▶ [Goal]: Change every "mark the region" in the material to "outline the area", and keep everything else the same.

(Records from a data source)

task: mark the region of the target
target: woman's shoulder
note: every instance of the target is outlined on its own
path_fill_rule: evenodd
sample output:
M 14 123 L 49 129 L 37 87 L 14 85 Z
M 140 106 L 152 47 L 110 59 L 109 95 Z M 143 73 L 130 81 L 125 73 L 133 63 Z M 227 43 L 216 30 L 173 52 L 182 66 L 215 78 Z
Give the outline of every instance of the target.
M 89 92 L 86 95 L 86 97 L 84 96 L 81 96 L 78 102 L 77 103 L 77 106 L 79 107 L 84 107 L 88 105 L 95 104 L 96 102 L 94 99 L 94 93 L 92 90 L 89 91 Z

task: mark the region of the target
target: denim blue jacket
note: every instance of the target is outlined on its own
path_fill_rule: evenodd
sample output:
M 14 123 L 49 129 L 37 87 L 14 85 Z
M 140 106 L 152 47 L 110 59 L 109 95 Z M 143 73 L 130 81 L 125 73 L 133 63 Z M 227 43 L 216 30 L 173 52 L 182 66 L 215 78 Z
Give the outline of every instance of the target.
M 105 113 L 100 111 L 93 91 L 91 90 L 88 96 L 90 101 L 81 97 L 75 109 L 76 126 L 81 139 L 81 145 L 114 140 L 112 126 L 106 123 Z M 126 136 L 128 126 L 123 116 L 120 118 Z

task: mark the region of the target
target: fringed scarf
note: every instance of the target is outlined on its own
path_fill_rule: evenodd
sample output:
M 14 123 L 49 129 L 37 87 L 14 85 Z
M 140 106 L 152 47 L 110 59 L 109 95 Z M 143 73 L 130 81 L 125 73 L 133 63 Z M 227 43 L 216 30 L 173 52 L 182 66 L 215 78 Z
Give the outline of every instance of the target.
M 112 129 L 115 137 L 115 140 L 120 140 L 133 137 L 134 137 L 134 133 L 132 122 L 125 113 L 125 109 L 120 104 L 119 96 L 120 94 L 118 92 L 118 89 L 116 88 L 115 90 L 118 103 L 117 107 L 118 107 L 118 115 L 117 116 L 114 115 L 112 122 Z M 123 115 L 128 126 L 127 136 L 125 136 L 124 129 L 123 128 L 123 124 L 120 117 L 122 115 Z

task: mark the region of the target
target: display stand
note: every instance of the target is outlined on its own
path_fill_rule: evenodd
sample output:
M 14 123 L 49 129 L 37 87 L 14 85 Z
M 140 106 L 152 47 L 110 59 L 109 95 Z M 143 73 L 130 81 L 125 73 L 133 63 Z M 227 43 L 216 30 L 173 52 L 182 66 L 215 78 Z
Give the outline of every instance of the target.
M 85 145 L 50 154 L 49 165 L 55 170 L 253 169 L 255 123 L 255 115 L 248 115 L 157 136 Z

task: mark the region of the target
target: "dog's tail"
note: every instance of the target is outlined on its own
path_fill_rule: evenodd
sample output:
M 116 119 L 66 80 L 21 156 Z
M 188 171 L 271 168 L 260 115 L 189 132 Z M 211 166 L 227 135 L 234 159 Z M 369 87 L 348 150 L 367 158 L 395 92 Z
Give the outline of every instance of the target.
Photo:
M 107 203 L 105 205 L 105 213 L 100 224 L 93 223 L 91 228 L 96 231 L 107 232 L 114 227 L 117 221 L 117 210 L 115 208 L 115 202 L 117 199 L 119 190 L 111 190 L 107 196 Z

▶ [Solution to the problem]:
task: outline the area of the target
target: woman's shoulder
note: every instance of the target is outlined on its own
path_fill_rule: evenodd
sample output:
M 14 123 L 49 129 L 37 87 L 14 85 Z
M 140 106 L 152 47 L 110 59 L 109 95 Z M 143 73 L 130 81 L 125 73 L 133 63 Z M 227 43 L 216 30 L 173 52 L 182 66 L 215 78 Z
Give the outline of every instance of the target.
M 89 92 L 86 95 L 86 97 L 84 96 L 81 96 L 78 102 L 77 103 L 77 106 L 79 107 L 84 107 L 88 105 L 95 104 L 96 102 L 94 99 L 94 93 L 92 90 L 89 91 Z

task: outline the area of the target
target: denim blue jacket
note: every instance of the target is outlined on its own
path_fill_rule: evenodd
sample output:
M 14 123 L 49 129 L 37 87 L 14 85 Z
M 140 106 L 152 47 L 110 59 L 109 95 Z M 143 73 L 130 81 L 125 73 L 133 63 Z M 227 43 L 216 30 L 173 52 L 182 66 L 215 78 Z
Give the outline of every instance of the target.
M 105 113 L 100 111 L 93 91 L 91 90 L 88 96 L 90 101 L 81 97 L 75 109 L 76 126 L 81 139 L 81 145 L 114 140 L 112 126 L 106 123 Z M 126 136 L 128 126 L 123 116 L 120 118 Z

task: outline the area of the target
target: fringed scarf
note: every instance of the target is outlined on its own
path_fill_rule: evenodd
sample output:
M 14 123 L 49 129 L 37 87 L 14 85 Z
M 140 106 L 152 47 L 110 59 L 109 95 Z M 143 73 L 130 81 L 125 73 L 133 63 Z M 227 43 L 216 30 L 173 52 L 182 66 L 215 78 Z
Give the outline of every instance of the target.
M 112 129 L 115 137 L 115 140 L 120 140 L 133 137 L 134 137 L 134 133 L 132 122 L 125 113 L 125 109 L 120 104 L 119 96 L 120 94 L 118 92 L 118 89 L 116 88 L 115 90 L 118 103 L 117 107 L 118 107 L 118 115 L 117 116 L 114 115 L 112 122 Z M 123 115 L 128 126 L 127 136 L 125 136 L 124 129 L 123 128 L 123 124 L 120 117 L 122 115 Z

task: outline the area of the target
target: display stand
note: every instance of the target is outlined on its own
path_fill_rule: evenodd
sample output:
M 14 123 L 49 129 L 37 87 L 14 85 Z
M 140 106 L 152 47 L 110 59 L 109 95 Z M 143 73 L 130 81 L 125 73 L 133 63 Z M 227 43 L 216 30 L 173 52 L 182 66 L 215 78 Z
Give the outline of every instance of the target.
M 85 145 L 50 154 L 49 165 L 55 170 L 253 169 L 255 123 L 255 115 L 248 115 L 157 136 Z

task: outline the area of the target
target: "dog's tail"
note: every instance of the target is outlined on its own
path_fill_rule: evenodd
sample output:
M 116 119 L 66 80 L 21 156 Z
M 188 171 L 271 168 L 260 115 L 189 132 Z M 211 166 L 227 135 L 234 159 Z M 369 87 L 348 150 L 367 158 L 395 92 Z
Give the outline of every instance of the target.
Photo:
M 107 203 L 105 205 L 105 213 L 100 224 L 93 223 L 91 228 L 96 231 L 107 232 L 114 227 L 117 221 L 117 210 L 115 208 L 115 202 L 117 199 L 119 190 L 111 190 L 107 196 Z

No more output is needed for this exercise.